_Aim of the task:_ From the forum thread about the mill's oil line, extract the passage starting at "As former Military, there" and ending at "Loco (Sep 18, 2021)", copied word for word.
── Text passage ──
# PM-728vt design change request. Potential oil line failure.



## addertooth (Sep 18, 2021)

I have finally got around to figuring out how I am going to mount a DRO to my PM-728vt.  This has meant a lot of crawling around the mill.  I have been pretty pleased with what I have seen, once I started looking at the fabrication of the Mill in detail.

There has been one thing observed which is problematic.   On the left hand side of the mill (under the table), a one-shot plastic oiler line bears against the lead screw which moves the X-Axis of the table.   I ran my finger over the plastic oil tube, and discovered it was already getting a "flat spot" from the rubbing against the rotating lead screw.  The table has been traversed a lot lately, to figure out DRO sensor placement, but still, the Mill only has a couple hours of use on the clock. (Mostly traversing back and forth to figure out DRO bracket placement.)

With a flat-spot already worn after such use, it points to eventual wear-through on this line with extended use, and will result in a lot of oil being dumped when the one-shot system is used.  This could also result in precision surfaces not being properly lubricated (if the person is not alarmed by the increased pool of oil showing up in the tray).  The one-shot system has a reputation for being "leaky", so I could see someone missing the early signs of a line failure.

As former Military, there was a common saying: "Don't come to me with a problem, unless you have the solution in your hip pocket".  So let me propose a simple production fix.   Move the oil manifold one inch to the left.  This will keep the plastic hose from rubbing against the lead screw. 

For the moment, I have an ugly fix for it.  It will be replaced with something better after the DRO install is complete.

See pictures below.


----------



## Tio Loco (Sep 18, 2021)

Thanks, I'll take a look at mine...


----------



## koenbro (Sep 18, 2021)

Is your oiler leaking? Mine is and I will take some time figuring out where exactly. 


Sent from my iPhone using Tapatalk Pro


----------



## rwm (Sep 18, 2021)

Me too.
R


----------



## addertooth (Sep 18, 2021)

I have looked at the oil leaks briefly. I put a wadded paper towel under the pump, and no oil stains are forming on the top of the wad.   It may just be the lubricated Ways dripping off excessive lubricant after cycling the pump.  Other people have done the same test with a wad of paper towels and reported different results.   I do have oil in my chip tray.


----------



## rwm (Sep 18, 2021)

My oiler does not leak. But I am not super happy with it. It does not pump correctly unless the reservoir is darn near full. Do you guys have that issue? Is there a better replacement?
Robert


----------



## addertooth (Sep 18, 2021)

rwm said:


> My oiler does not leak. But I am not super happy with it. It does not pump correctly unless the reservoir is darn near full. Do you guys have that issue? Is there a better replacement?
───
── Data section ──
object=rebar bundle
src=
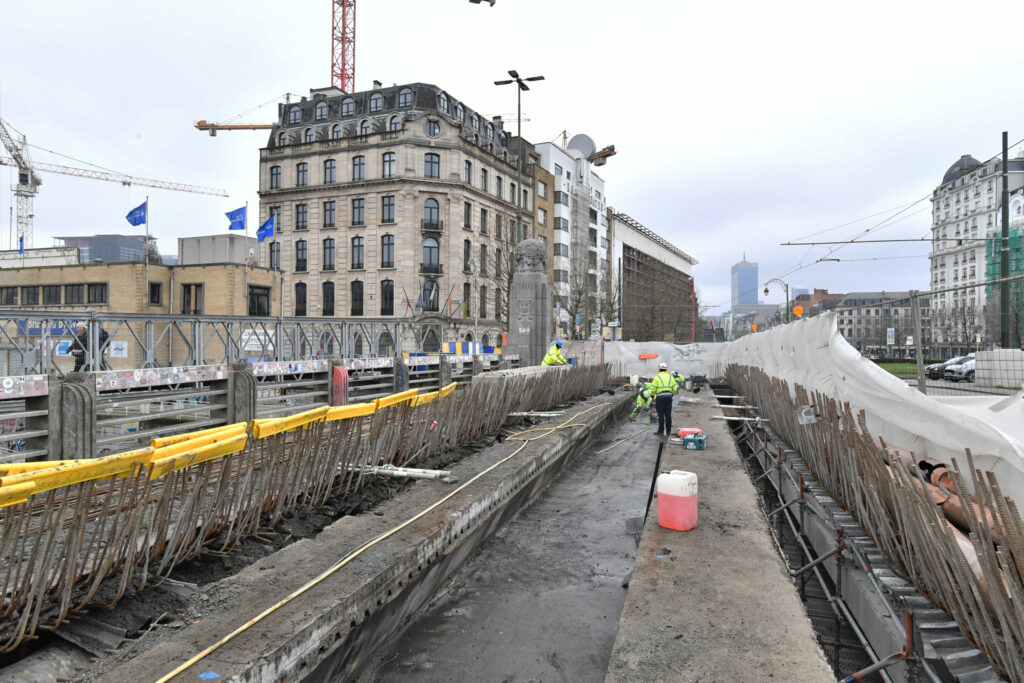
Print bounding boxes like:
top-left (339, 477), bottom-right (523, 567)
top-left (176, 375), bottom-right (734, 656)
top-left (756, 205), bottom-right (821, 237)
top-left (726, 365), bottom-right (1024, 680)
top-left (0, 366), bottom-right (607, 652)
───
_Answer for the task:_
As former Military, there was a common saying: "Don't come to me with a problem, unless you have the solution in your hip pocket".  So let me propose a simple production fix.   Move the oil manifold one inch to the left.  This will keep the plastic hose from rubbing against the lead screw. 

For the moment, I have an ugly fix for it.  It will be replaced with something better after the DRO install is complete.

See pictures below.


----------



## Tio Loco (Sep 18, 2021)